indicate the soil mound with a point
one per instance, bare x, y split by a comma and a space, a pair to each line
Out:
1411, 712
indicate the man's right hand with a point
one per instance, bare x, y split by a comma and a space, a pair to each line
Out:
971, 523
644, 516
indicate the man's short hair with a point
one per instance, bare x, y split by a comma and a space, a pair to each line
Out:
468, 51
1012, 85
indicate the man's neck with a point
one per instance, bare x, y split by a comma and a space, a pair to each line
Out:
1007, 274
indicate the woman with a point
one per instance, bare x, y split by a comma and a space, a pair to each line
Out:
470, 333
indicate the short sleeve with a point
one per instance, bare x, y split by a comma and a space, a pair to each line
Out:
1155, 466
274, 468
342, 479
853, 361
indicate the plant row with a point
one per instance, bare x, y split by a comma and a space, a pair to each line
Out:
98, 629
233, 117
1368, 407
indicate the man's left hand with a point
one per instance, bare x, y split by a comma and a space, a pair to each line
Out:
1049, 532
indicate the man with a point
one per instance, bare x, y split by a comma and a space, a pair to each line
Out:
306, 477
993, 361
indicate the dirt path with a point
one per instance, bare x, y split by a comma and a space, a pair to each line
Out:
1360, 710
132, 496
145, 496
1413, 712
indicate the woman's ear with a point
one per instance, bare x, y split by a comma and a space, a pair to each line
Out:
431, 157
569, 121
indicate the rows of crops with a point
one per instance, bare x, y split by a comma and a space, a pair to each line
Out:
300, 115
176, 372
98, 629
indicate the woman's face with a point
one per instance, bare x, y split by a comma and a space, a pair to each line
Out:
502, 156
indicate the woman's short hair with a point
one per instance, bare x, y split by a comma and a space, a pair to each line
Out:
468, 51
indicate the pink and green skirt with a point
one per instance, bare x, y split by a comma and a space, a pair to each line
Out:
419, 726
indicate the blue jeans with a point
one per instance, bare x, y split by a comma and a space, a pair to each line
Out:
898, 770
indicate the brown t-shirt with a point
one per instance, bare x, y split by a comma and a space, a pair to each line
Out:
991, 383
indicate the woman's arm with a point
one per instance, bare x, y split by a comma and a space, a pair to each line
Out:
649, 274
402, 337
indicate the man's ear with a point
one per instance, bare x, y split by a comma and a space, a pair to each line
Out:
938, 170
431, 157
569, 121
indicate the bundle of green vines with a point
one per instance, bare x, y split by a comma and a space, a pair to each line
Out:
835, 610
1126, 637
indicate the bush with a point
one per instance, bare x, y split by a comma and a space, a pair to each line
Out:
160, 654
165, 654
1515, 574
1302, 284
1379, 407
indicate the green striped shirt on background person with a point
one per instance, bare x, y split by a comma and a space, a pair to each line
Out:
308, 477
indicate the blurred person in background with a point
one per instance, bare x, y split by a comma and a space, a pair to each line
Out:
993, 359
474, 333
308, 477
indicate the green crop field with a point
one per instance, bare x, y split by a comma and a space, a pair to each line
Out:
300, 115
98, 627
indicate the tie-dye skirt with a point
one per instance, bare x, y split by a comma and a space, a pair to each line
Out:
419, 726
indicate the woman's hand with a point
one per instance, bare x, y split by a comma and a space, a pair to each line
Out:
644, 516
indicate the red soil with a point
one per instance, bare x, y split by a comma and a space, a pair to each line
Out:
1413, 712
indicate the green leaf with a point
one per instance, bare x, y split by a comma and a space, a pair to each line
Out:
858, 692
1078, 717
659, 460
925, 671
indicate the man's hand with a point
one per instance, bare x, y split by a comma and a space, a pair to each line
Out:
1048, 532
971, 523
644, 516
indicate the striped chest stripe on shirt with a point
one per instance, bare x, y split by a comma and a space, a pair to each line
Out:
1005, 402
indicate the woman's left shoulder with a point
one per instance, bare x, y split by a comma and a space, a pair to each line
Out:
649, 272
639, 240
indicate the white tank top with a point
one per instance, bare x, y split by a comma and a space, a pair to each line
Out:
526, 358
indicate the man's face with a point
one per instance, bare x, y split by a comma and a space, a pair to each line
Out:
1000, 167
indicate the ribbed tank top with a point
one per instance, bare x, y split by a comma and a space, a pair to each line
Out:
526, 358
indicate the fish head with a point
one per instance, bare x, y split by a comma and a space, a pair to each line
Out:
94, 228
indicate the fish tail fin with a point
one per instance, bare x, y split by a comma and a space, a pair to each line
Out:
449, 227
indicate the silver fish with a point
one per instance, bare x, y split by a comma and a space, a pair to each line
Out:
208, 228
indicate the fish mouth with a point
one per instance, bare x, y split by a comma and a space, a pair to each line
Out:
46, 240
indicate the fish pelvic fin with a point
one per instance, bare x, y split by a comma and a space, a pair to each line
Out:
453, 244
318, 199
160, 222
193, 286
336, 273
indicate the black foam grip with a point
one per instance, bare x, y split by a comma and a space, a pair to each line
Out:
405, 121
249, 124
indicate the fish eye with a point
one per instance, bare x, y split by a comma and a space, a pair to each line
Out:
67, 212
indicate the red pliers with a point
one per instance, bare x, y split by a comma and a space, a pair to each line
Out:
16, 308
━━━━━━
» **WHAT YOU HAVE TO DO**: Copy the records above exactly, please, but only from the first line through the line containing "indicate the man's short hair with a point".

» **RESPONSE TO THE TASK**:
indicate the soil mound with a point
one per instance, bare x, y split by a comma and a space, a pair to each line
Out:
1411, 712
indicate the man's right hand with a point
one per instance, bare x, y split by a comma and a space, a pair to each line
Out:
971, 523
644, 516
indicate the man's short hair with a point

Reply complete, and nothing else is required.